Labeled-object pointing entries
--
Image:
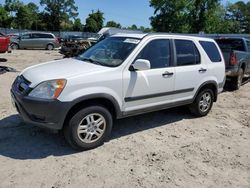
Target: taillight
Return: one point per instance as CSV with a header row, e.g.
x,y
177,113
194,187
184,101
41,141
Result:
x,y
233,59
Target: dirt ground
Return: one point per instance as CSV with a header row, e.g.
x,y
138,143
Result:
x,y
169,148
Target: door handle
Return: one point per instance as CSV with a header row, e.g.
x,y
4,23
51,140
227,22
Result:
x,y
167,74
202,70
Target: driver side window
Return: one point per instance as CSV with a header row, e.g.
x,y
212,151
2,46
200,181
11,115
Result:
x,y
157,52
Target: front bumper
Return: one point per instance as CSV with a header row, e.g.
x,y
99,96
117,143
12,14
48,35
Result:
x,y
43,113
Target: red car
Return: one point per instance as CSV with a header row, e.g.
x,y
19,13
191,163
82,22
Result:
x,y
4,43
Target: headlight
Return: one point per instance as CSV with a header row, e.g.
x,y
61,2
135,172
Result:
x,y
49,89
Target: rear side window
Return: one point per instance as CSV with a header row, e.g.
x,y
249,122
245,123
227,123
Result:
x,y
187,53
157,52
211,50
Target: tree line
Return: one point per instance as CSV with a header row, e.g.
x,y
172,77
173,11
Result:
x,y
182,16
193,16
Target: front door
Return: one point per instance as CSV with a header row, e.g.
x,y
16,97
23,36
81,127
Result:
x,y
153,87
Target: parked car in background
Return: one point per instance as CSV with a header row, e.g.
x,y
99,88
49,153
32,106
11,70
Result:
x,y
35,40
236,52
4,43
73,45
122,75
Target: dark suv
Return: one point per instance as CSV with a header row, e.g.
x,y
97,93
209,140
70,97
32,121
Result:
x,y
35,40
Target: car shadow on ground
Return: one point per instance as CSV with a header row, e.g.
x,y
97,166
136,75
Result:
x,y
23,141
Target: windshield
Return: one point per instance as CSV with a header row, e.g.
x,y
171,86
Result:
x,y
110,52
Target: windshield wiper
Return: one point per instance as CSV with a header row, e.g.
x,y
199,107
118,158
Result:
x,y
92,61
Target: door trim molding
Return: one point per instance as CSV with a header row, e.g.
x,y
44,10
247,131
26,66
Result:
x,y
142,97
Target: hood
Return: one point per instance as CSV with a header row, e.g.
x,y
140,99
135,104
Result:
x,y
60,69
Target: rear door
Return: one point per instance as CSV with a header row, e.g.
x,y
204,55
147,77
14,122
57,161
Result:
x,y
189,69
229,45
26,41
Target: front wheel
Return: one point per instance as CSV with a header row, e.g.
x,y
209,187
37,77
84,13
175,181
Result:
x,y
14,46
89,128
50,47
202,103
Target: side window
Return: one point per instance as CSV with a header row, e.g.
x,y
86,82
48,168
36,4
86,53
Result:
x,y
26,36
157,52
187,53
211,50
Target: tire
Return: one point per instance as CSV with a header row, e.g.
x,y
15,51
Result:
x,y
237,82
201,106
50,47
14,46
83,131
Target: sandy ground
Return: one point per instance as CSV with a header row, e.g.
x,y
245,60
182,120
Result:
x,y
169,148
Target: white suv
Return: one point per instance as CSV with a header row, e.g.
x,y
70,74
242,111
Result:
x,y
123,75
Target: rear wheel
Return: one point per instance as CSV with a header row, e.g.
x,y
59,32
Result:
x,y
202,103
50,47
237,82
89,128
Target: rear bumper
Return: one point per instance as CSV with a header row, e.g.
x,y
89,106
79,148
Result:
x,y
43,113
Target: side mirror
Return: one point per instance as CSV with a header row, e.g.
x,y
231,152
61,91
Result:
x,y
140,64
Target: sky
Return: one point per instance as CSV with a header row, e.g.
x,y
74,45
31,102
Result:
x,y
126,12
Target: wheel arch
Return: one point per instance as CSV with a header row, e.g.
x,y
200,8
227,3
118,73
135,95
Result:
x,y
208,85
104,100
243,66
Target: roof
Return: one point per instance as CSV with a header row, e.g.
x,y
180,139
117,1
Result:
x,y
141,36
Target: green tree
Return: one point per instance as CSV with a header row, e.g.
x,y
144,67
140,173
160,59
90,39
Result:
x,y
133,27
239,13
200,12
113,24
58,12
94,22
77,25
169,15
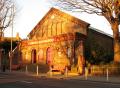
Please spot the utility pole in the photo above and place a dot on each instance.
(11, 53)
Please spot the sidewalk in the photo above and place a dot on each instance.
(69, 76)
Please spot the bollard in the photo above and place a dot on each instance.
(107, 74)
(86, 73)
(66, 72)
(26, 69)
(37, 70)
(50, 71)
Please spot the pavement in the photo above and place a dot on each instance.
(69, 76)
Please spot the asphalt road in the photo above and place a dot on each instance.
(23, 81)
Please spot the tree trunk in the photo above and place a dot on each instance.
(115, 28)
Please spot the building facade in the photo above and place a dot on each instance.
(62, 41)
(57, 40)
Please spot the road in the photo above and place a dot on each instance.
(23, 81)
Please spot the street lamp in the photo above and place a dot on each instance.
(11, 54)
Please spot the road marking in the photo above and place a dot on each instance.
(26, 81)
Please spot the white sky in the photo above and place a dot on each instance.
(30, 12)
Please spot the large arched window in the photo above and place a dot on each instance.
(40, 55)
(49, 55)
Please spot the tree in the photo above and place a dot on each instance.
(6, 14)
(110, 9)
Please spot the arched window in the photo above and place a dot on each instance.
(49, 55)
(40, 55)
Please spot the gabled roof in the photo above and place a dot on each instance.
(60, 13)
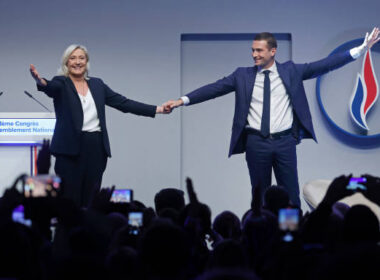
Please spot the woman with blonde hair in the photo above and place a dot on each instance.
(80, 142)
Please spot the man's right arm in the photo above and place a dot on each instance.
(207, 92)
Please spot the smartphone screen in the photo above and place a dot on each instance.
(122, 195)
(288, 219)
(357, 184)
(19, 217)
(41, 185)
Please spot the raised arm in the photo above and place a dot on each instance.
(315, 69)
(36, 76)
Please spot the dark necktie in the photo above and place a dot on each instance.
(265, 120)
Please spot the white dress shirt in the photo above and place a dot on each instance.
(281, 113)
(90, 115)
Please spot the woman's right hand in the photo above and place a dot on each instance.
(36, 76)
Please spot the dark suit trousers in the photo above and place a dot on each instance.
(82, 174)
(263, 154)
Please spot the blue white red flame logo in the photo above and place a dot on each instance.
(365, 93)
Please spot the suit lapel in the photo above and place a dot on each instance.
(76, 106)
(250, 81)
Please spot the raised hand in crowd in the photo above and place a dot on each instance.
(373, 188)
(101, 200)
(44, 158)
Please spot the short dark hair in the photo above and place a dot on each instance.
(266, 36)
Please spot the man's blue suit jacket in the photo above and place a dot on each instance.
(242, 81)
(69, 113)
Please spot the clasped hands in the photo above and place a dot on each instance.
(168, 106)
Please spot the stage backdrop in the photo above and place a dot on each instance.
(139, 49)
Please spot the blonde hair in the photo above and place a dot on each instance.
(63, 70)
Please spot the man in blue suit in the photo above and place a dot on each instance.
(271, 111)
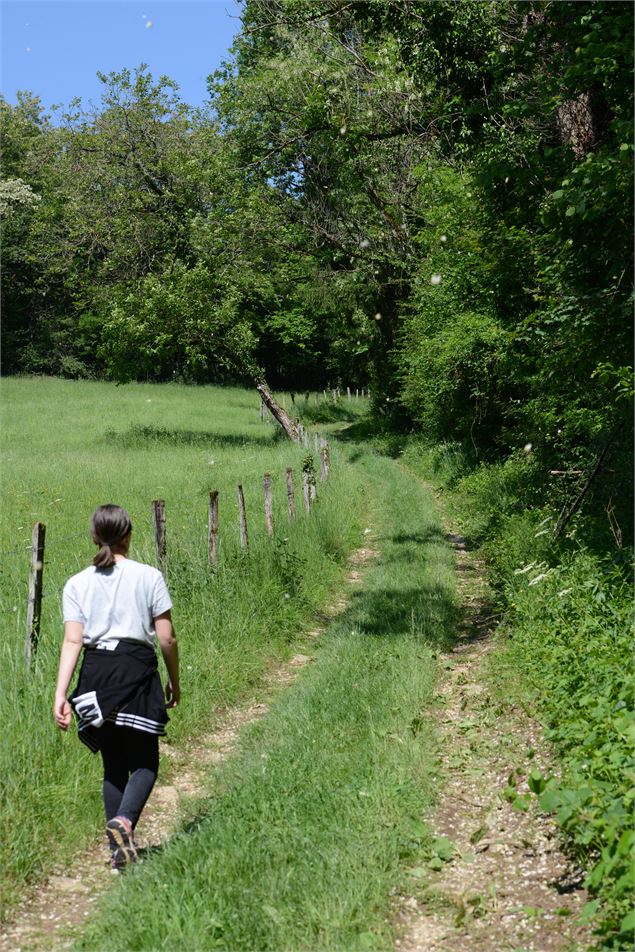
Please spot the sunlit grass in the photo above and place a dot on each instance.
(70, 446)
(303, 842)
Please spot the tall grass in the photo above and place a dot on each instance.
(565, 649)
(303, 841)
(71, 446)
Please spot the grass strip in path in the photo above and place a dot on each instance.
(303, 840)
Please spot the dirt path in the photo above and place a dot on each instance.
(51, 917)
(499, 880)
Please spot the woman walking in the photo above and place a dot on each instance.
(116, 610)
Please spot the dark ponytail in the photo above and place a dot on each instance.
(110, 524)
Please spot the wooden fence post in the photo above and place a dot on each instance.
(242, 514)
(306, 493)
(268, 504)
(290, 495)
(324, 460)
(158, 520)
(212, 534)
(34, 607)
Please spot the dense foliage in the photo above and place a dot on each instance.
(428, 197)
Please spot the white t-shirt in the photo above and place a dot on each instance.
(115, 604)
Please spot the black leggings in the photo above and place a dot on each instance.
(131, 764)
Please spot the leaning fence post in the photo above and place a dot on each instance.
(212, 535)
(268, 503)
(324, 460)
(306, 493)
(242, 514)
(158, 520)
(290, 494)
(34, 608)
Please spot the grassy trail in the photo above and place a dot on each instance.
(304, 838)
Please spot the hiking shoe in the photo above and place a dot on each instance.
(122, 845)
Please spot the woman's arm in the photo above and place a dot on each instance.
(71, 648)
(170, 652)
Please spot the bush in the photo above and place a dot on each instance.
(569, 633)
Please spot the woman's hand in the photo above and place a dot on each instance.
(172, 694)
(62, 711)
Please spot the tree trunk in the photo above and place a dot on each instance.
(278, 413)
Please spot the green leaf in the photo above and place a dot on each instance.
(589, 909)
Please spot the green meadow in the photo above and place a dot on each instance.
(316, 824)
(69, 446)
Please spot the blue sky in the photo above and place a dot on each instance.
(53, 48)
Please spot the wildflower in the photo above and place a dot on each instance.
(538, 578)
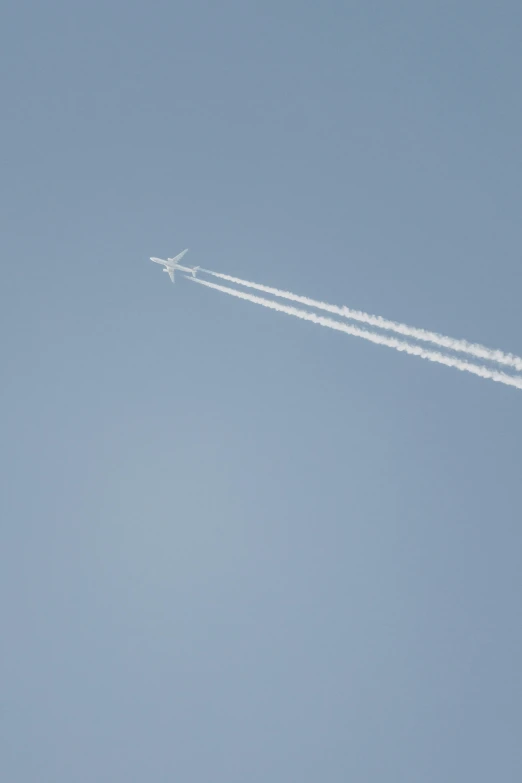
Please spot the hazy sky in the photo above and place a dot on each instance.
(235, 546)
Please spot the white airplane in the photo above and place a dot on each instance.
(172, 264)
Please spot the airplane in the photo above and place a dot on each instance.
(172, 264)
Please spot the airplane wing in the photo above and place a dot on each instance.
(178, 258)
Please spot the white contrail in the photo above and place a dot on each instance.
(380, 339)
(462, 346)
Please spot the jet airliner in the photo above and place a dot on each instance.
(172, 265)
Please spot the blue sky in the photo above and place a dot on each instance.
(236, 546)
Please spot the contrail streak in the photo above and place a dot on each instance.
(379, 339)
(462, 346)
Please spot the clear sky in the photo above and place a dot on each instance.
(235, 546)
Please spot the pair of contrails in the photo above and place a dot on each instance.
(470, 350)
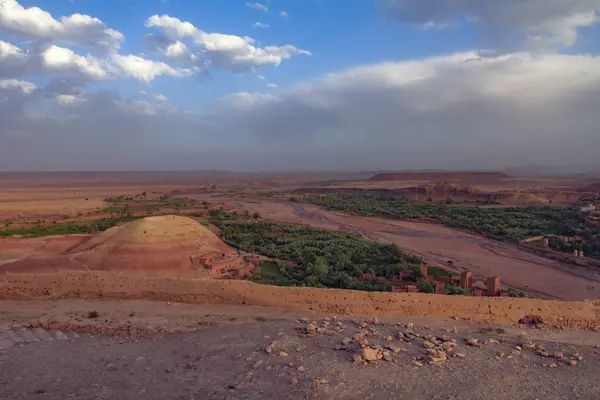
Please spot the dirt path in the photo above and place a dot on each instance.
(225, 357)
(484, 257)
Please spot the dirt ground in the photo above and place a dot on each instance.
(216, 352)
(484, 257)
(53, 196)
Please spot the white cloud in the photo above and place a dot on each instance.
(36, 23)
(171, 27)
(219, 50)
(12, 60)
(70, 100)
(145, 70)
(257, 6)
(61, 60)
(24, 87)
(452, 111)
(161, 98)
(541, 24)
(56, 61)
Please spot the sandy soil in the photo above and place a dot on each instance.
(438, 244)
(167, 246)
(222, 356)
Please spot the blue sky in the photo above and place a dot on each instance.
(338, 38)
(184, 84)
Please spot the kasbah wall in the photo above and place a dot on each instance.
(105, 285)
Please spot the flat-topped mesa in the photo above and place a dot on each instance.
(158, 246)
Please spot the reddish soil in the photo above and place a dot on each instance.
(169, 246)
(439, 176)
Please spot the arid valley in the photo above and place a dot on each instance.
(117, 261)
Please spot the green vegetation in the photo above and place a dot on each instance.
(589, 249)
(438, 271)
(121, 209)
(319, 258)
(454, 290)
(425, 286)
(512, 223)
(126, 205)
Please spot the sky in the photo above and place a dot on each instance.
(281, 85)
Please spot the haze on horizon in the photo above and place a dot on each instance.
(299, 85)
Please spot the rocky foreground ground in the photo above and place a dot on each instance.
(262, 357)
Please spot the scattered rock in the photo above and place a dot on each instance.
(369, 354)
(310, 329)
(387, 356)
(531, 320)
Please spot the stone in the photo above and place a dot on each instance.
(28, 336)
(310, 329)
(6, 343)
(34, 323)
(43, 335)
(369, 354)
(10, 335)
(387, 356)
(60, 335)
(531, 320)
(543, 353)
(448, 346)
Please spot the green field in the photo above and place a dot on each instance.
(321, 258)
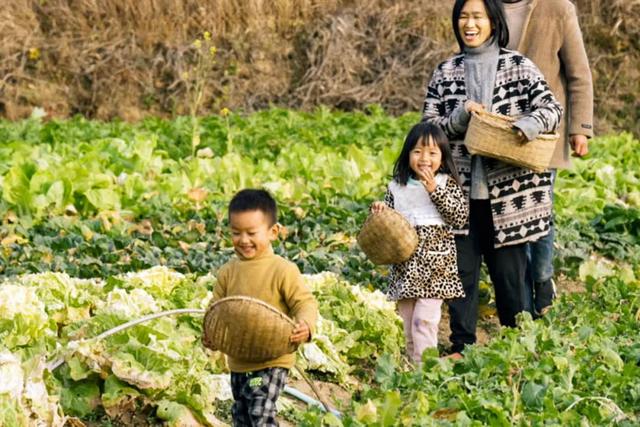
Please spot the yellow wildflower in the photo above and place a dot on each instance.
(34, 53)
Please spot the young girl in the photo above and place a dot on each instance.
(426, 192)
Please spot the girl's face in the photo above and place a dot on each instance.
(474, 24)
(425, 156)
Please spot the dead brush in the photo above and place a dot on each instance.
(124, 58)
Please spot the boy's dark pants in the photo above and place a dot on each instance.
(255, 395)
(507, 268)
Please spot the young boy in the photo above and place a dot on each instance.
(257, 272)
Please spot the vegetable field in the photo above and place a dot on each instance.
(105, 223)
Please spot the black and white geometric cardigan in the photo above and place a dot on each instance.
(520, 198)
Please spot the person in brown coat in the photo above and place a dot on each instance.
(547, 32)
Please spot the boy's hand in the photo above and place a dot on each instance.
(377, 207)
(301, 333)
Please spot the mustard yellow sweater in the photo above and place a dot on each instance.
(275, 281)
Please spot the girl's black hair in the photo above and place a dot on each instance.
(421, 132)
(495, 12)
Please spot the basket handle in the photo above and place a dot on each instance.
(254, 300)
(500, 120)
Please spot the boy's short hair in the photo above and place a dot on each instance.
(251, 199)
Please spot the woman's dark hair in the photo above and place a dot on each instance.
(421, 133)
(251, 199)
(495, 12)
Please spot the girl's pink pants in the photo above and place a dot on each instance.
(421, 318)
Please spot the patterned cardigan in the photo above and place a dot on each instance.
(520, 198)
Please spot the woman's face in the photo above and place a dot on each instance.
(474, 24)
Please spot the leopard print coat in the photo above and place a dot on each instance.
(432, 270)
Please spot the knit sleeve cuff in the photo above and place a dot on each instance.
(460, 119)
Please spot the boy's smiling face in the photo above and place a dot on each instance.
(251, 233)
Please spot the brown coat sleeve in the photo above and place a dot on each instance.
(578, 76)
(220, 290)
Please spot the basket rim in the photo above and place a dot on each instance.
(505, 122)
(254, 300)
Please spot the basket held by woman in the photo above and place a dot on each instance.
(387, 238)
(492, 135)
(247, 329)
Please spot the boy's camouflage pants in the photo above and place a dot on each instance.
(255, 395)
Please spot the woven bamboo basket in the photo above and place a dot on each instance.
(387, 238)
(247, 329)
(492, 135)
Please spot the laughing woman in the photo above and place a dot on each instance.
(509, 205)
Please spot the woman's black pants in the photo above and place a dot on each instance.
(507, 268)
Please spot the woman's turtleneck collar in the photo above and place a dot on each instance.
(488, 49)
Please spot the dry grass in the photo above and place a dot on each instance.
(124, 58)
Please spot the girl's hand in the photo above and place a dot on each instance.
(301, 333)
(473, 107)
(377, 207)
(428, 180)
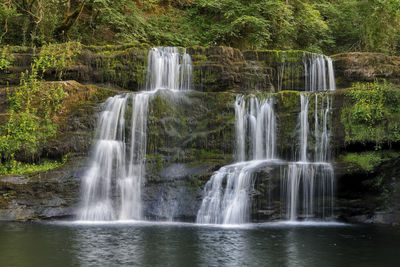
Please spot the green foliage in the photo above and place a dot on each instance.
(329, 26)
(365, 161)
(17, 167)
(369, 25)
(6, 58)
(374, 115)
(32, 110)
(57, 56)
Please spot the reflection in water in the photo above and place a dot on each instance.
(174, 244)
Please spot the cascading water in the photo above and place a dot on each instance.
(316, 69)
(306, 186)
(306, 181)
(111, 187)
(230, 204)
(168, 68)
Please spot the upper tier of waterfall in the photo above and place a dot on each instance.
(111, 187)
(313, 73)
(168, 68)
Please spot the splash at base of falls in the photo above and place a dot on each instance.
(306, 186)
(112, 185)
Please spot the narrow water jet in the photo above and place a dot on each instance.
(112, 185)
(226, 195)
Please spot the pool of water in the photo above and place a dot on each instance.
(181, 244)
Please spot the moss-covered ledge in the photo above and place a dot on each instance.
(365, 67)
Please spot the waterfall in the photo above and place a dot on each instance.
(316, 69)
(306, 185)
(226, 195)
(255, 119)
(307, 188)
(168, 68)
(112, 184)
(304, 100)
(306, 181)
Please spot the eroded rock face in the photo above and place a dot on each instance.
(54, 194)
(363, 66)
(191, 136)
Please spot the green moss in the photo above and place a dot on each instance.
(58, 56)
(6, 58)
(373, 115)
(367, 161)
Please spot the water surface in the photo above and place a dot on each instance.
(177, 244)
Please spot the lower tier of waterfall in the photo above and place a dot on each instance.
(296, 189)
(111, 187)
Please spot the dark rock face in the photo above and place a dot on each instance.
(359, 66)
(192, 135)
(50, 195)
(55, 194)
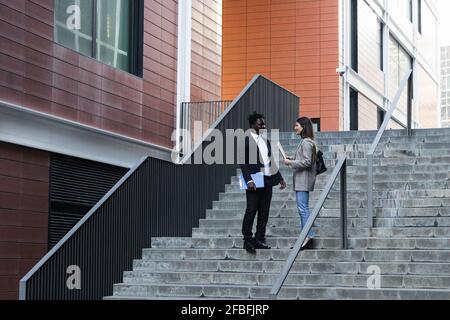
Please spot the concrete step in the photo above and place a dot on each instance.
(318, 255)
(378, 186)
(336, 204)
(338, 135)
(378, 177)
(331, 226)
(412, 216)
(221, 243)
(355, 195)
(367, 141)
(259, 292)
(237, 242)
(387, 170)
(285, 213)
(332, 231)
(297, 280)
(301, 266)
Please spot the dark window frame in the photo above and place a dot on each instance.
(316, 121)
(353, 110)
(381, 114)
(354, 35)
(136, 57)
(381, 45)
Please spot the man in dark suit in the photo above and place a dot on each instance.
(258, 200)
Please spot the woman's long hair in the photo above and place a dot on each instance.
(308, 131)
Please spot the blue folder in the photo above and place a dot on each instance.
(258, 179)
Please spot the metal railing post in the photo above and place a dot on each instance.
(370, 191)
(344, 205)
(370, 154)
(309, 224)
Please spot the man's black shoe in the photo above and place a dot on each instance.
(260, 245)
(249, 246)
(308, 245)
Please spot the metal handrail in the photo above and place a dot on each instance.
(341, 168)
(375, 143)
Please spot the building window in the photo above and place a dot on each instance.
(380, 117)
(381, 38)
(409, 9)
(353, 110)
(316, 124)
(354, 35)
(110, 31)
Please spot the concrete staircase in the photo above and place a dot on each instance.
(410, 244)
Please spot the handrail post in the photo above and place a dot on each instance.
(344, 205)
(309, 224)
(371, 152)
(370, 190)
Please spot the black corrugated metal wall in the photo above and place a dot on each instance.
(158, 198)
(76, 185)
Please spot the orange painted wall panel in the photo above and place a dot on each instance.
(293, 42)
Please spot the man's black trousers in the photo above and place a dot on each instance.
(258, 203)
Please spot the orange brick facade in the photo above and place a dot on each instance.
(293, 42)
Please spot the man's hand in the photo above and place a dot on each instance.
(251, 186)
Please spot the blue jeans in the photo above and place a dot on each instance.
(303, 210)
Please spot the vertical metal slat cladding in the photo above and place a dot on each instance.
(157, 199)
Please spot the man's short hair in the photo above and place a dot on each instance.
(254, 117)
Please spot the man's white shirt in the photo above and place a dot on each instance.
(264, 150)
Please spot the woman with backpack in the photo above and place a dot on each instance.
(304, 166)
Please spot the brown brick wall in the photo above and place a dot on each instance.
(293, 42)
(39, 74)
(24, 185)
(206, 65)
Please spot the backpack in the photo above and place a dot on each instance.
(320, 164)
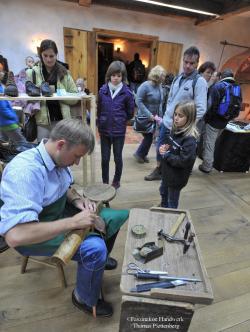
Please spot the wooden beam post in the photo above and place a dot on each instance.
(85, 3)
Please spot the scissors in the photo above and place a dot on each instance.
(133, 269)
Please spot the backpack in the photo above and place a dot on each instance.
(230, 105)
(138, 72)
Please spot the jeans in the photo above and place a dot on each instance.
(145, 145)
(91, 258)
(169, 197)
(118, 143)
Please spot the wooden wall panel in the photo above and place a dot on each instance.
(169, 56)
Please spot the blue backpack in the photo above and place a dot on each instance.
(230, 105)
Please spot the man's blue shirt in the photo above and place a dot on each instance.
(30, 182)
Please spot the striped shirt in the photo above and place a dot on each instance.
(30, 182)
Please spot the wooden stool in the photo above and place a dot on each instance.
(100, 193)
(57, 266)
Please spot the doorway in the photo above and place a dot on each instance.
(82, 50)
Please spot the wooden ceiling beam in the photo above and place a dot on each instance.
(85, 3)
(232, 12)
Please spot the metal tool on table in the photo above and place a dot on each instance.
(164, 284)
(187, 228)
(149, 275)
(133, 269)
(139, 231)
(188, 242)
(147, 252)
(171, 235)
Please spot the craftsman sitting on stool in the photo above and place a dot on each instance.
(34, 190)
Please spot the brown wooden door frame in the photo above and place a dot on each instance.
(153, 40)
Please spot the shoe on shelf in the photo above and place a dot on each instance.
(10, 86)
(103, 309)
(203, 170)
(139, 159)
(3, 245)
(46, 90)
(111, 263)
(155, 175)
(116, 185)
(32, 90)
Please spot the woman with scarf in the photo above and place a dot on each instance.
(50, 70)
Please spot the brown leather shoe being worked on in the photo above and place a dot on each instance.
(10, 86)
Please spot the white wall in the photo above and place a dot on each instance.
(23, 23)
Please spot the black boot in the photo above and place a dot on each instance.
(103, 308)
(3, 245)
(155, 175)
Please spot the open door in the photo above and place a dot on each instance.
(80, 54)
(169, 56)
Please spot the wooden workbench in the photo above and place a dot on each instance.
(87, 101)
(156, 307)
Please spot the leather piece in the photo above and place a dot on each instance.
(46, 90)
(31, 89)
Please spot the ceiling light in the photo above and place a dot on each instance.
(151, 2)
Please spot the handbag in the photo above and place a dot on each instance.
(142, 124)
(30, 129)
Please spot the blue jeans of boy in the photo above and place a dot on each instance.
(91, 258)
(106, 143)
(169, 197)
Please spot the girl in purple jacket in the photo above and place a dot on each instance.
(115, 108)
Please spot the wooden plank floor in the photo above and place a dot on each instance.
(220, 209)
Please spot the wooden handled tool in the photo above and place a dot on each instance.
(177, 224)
--
## [DIRECTIONS]
Return, word for word, each line from the line that contains "Please spot the open" to the end of the listing above; include both end lines and nothing else.

## [PROBLEM SOLUTION]
Please spot the open door in the photo above and place a dot on each instance.
(80, 54)
(169, 56)
Please spot the wooden workbench in the photo above and place a dot on each instance.
(87, 101)
(156, 307)
Please spot the leather piece in the photo above and place a dot on each instance.
(46, 90)
(31, 89)
Please spot the ceiling light in the photo above and place a dot on each instance.
(151, 2)
Please spot the handbag in the photo above and place a dot on each instance.
(142, 124)
(30, 129)
Please spot the blue jeans of boy in the photo above and place a dot on each instance.
(91, 258)
(106, 143)
(169, 197)
Please spot the girl in purple jacket in the photo above and place a dot on each instance.
(115, 108)
Please spot the wooden plank floor in the photo above and place a dot on each instance.
(220, 209)
Please spot the wooden handled tool in the photo above and place a dot on each instance.
(177, 224)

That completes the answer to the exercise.